PROMPT A
In the simulator proof, how many bits long is each segment that the simulator sets to zero for every index in J?

SELECTED PASSAGE
Theorem 1. There exists a simulator $S_{1}$ that perfectly simulates the server’s view when $h = 1$ . In other words, it holds that:

$\begin{aligned} {S_{1} (| X_{q} |, | X_{1} \cap \dots \cap X_{n} |)}_{X_{i} \subseteq U | i = 1, \dots, n} \\ \overset{s}{\equiv} {v i e w_{s r v} (X_{1}, \dots, X_{n})}_{X_{i} \subseteq U | i = 1, \dots, n} . \end{aligned}$

Proof. The view of the server only contains the incoming messages $R_{i}$ for $i = 1, \dots, n$ and H. We construct simulator $S_{1}$ as follows:

In step 3 of the protocol, $P_{s r v}$ receives $R_{i}$ for $i = 1, \dots, n$ , which it must simulate. Knowing $| X_{1} \cap \dots \cap X_{n} |$ , the simulator randomly samples $J \leftarrow {0, \dots, m - 1}^{| X_{1} \cap \dots \cap X_{n} |}$ , which represent the Bloom filter indices that are set to $1$ . It then generates $R \in_{R} {0, 1}^{40 m}$ . For each $j \in J$ , the simulator sets the 40-bit segment to zero: $R [j]_{40} \leftarrow 0 \dots 0$ . Finally, it generates $R_{i'} \in_{R} {0, 1}^{40 m}$ for $i^{'} = 2, \dots, n$ , and $R_{1} \leftarrow R_{2} \oplus \dots \oplus R_{n} \oplus R$ .

PROMPT B
Rewrite the lines of the records from the line with "The service SHOULD place a point on the grass, one" up to and including the line with "[851, 1030]", and change "pin" to "marker". Leave all other text in those lines unchanged.

RECORDS SHOWN

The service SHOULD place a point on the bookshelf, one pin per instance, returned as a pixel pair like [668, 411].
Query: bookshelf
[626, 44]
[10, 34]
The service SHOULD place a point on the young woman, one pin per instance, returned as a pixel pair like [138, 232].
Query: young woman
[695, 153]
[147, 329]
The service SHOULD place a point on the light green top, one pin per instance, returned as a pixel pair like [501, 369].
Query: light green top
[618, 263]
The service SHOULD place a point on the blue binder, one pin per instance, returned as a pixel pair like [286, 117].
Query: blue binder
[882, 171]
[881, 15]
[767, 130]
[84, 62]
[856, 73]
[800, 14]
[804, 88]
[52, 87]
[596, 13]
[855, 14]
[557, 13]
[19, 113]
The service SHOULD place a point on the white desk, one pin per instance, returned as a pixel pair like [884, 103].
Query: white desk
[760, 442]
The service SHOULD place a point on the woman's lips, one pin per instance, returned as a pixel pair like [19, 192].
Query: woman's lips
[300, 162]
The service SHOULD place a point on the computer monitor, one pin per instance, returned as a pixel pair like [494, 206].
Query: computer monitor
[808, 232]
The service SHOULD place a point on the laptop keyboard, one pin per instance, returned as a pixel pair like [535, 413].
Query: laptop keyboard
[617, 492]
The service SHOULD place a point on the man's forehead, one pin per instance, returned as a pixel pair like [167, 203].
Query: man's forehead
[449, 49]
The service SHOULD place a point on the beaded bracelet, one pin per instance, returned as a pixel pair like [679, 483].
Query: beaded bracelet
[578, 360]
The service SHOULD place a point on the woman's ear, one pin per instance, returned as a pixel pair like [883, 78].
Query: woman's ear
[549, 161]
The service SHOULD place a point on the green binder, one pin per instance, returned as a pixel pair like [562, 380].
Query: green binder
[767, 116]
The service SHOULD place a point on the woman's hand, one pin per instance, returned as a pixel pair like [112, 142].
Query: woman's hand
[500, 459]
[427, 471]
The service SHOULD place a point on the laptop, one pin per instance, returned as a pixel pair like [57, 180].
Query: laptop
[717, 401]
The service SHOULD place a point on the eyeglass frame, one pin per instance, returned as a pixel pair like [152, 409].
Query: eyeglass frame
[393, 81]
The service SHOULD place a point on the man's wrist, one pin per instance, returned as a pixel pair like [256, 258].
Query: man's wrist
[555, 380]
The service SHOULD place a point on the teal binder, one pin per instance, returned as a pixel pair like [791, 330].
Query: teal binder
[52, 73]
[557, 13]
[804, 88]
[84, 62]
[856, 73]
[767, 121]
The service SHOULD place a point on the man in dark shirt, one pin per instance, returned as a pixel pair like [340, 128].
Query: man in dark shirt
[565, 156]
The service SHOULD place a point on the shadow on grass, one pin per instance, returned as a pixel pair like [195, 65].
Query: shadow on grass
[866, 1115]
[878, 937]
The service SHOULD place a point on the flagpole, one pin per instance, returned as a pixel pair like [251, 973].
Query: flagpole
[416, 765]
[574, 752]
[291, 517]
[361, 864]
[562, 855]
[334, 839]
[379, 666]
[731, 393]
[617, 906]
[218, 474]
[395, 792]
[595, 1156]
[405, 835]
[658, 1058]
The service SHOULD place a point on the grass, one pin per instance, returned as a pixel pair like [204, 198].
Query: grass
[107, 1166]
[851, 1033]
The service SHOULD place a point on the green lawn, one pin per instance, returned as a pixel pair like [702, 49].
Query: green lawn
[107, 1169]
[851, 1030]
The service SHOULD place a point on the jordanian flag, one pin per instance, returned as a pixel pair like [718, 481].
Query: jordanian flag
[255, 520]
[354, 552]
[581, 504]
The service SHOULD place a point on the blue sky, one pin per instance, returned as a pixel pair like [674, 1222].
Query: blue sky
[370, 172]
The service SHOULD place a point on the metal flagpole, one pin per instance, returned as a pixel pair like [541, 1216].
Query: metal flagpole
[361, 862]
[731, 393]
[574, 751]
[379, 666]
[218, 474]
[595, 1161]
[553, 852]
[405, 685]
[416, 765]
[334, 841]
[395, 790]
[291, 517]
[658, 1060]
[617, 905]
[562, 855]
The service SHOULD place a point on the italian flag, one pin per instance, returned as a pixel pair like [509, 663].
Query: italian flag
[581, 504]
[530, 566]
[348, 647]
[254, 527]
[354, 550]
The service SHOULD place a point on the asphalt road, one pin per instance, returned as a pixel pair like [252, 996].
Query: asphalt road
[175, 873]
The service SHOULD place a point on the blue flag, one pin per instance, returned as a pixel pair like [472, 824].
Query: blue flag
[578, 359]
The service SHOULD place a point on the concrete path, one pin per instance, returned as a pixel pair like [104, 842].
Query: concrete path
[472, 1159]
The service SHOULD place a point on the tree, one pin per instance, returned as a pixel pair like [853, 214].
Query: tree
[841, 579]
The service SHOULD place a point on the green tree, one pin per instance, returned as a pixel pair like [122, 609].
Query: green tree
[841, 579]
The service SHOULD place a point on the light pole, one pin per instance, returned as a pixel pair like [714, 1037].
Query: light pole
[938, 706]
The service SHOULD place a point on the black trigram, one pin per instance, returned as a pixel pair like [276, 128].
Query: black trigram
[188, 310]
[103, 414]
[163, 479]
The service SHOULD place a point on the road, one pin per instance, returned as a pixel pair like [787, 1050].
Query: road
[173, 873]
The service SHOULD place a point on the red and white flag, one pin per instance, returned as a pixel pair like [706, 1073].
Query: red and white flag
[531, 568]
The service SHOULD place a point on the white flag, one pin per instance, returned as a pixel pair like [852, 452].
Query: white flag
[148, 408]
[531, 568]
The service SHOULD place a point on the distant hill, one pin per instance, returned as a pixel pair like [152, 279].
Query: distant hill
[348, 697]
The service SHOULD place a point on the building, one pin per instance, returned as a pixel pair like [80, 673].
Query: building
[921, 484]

FULL RESPONSE A
Each segment is 40 bits long.

FULL RESPONSE B
The service SHOULD place a point on the grass, one marker per instance, returned as a pixel pair like [204, 198].
Query: grass
[107, 1166]
[851, 1033]
The service SHOULD place a point on the green lawn, one marker per instance, returned as a pixel pair like [702, 49].
Query: green lawn
[107, 1169]
[851, 1030]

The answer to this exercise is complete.